Directions for this task: Locate the lines of the listing below that hold "area", then copy each of them.

Input data:
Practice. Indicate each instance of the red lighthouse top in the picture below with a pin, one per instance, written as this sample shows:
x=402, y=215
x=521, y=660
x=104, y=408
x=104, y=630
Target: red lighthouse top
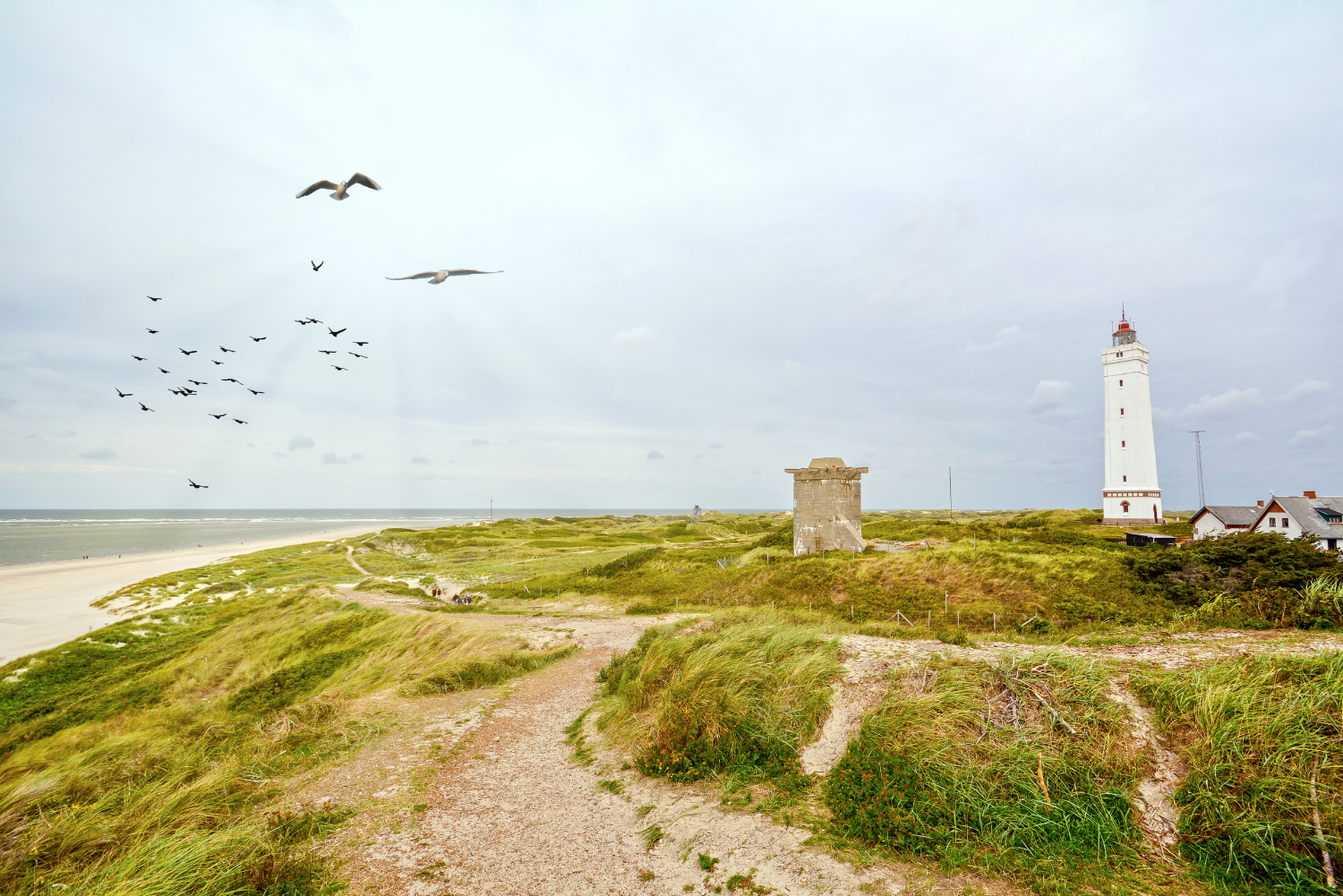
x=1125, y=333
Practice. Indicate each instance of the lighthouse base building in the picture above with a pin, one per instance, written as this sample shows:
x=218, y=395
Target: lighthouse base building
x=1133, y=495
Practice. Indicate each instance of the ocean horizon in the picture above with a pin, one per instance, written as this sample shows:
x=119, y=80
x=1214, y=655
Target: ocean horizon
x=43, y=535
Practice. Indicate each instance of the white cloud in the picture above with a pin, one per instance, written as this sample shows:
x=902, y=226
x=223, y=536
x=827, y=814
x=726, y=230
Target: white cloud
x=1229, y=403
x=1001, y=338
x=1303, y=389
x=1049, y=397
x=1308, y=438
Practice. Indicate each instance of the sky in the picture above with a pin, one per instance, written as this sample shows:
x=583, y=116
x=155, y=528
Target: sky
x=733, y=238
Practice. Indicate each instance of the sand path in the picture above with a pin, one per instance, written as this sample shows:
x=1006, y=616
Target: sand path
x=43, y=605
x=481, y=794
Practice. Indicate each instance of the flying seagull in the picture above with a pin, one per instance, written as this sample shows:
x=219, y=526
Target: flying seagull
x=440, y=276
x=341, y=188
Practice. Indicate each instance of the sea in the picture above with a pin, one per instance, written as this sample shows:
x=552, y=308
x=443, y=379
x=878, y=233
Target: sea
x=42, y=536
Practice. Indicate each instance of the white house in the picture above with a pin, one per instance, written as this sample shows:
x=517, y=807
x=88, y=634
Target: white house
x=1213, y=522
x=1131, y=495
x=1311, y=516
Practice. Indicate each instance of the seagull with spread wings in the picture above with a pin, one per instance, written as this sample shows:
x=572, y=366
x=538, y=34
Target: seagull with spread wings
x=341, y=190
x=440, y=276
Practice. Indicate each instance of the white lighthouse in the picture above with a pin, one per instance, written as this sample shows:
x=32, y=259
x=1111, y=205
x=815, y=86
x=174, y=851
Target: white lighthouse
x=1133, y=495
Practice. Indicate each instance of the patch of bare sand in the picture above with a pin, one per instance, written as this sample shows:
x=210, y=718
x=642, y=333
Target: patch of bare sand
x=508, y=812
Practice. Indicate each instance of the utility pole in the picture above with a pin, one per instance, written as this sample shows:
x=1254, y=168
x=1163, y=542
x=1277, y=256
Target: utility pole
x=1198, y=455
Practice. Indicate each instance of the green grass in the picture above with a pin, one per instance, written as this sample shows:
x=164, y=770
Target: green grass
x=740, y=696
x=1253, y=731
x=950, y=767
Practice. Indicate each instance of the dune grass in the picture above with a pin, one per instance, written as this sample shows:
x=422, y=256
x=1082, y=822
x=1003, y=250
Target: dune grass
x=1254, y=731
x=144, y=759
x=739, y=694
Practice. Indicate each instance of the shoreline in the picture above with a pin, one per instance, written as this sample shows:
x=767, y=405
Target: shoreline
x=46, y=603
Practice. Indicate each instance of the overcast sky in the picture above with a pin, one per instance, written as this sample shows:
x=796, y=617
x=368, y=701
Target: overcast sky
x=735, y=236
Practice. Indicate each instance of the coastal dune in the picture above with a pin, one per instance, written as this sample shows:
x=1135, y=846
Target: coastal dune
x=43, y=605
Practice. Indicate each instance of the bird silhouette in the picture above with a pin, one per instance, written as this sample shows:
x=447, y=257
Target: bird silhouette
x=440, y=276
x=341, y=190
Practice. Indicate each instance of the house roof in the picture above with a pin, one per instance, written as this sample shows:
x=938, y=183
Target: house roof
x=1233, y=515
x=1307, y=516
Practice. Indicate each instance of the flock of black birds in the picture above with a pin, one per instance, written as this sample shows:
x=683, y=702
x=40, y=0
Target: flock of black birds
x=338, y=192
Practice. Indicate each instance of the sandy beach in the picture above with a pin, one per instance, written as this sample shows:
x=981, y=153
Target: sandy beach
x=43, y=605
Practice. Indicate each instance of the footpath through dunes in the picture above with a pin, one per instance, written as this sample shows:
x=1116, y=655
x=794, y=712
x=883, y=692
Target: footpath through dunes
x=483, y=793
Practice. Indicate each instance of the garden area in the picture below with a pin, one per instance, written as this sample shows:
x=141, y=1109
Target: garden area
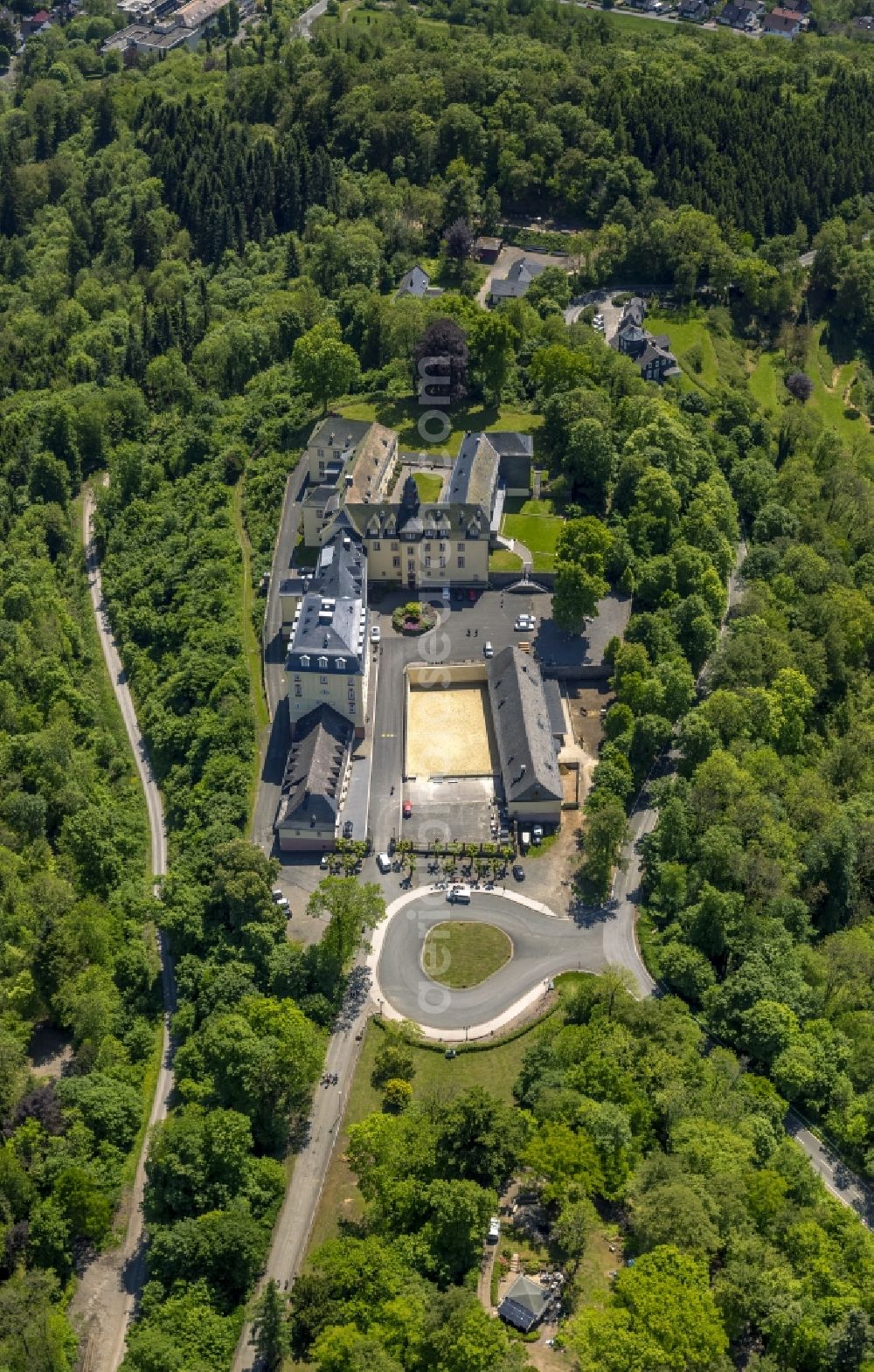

Finished exercise:
Practice. Indicate each instance of the garden area in the picture below with a pin, one per instance, written as this sample shows:
Target: garden area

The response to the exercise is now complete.